> ACTIONS TO TAKE
1 - Could you reproduce the passage on custom GPU kernels, starting with "Our intention in" and going on through "the appropriate training.", with "kernel" renamed to "operator" each time it appears?
2 - What comes next in the passage on custom GPU kernels after its final sentence? Write that continuation.

> SOURCE TEXT
'''
Popular ML frameworks, such as PyTorch, TensorFlow, and JAX are typically built using SW components that are optimized for the underlying hardware that the AI/ML workload is run on, be it a CPU, a GPU, or an AI-specific ASIC such as a Google TPU. However, inevitably, you may find the performance of certain computation blocks that comprise your model to be unsatisfactory or in-optimal. Oftentimes, tuning the low-level code blocks — often referred to as *kernels —* to the specific needs of the AI/ML model, can result in significant speed-ups to the runtime performance of model training and inference. Such speed-ups can be accomplished by implementing functionalities that were previously unsupported (e.g., an advanced attention block), fusing together individual operations (e.g., as in PyTorch’s tutorial on multiply-add fusion), and/or optimizing existing kernels based on the specific properties of the model at hand. Importantly, the ability to perform such customization depends on the support of both the AI HW and the ML framework. Although our focus on this post will be on NVIDIA GPUs and the PyTorch framework, it should be noted that other AI ASICs and ML frameworks enable similar capabilities for custom kernel customization. NVIDIA enables the development of custom kernels for its GPUs through its CUDA toolkit. And PyTorch includes dedicated APIs and tutorials for exposing this functionality and integrating it into the design of your model.

Our intention in this post is to draw attention to the power and potential of kernel customization and demonstrate its application to the unique challenge of training models with dynamically shaped tensors. Our intention is not — by any means — to replace the official documentation on developing custom operations. Furthermore, the examples we will share were chosen for demonstrative purposes only. We have made no effort to optimize these or verify their robustness, durability, or accuracy. If, based on this post, you choose to invest in AI/ML optimization via custom CUDA kernel development, you should be sure to undergo the appropriate training.
'''
> DATASET EXTRACT
'''
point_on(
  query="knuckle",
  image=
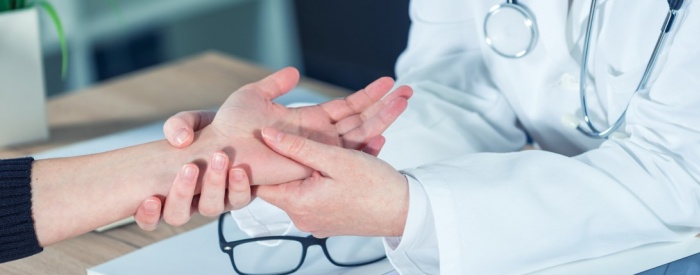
'''
> OUTPUTS
1 -
Our intention in this post is to draw attention to the power and potential of operator customization and demonstrate its application to the unique challenge of training models with dynamically shaped tensors. Our intention is not — by any means — to replace the official documentation on developing custom operations. Furthermore, the examples we will share were chosen for demonstrative purposes only. We have made no effort to optimize these or verify their robustness, durability, or accuracy. If, based on this post, you choose to invest in AI/ML optimization via custom CUDA operator development, you should be sure to undergo the appropriate training.

2 -
# Toy Model — The Challenge of Dynamically Shaped Tensors

The prevalence of tensors with dynamic shapes in AI models can pose unique and exciting challenges with regards to performance optimization. We have already seen one example of this in a previous post in which we demonstrated how the use of boolean masks can trigger an undesired CPU-GPU sync event and advocated against their use. Generally speaking, AI accelerators tend to prefer tensors with fixed shapes over ones with dynamic shapes. Not only does it simplify the management of memory resources, but it also enables greater opportunity for performance optimization (e.g., using torch.compile). The toy example that follows demonstrates this challenge.

Suppose we are tasked with creating a face detection model for a next-generation digital camera. To train this model we are provided with a dataset of one million *256*x*256* grayscale images and associated ground-truth bounding boxes for each image. Naturally, the number of faces in each image can vary greatly, with the vast majority of images containing five or fewer faces, and just a few containing dozens or even hundreds. The requirement from our model is to support all variations. Specifically, our model needs to support the detection of up to *256* faces in an image.

To address this challenge, we define the following naïve model that generates bounding boxes and an accompanying loss function. In particular, we naïvely truncate the model outputs based on the number of target boxes rather than perform some form of assignment algorithm for matching between the bounding box predictions and ground truth targets. We (somewhat arbitrarily) choose the Generalized Intersection Over Union (GIOU) loss. A real-world solution would likely be far more sophisticated (e.g., it would include a loss component that includes a penalty for false positives).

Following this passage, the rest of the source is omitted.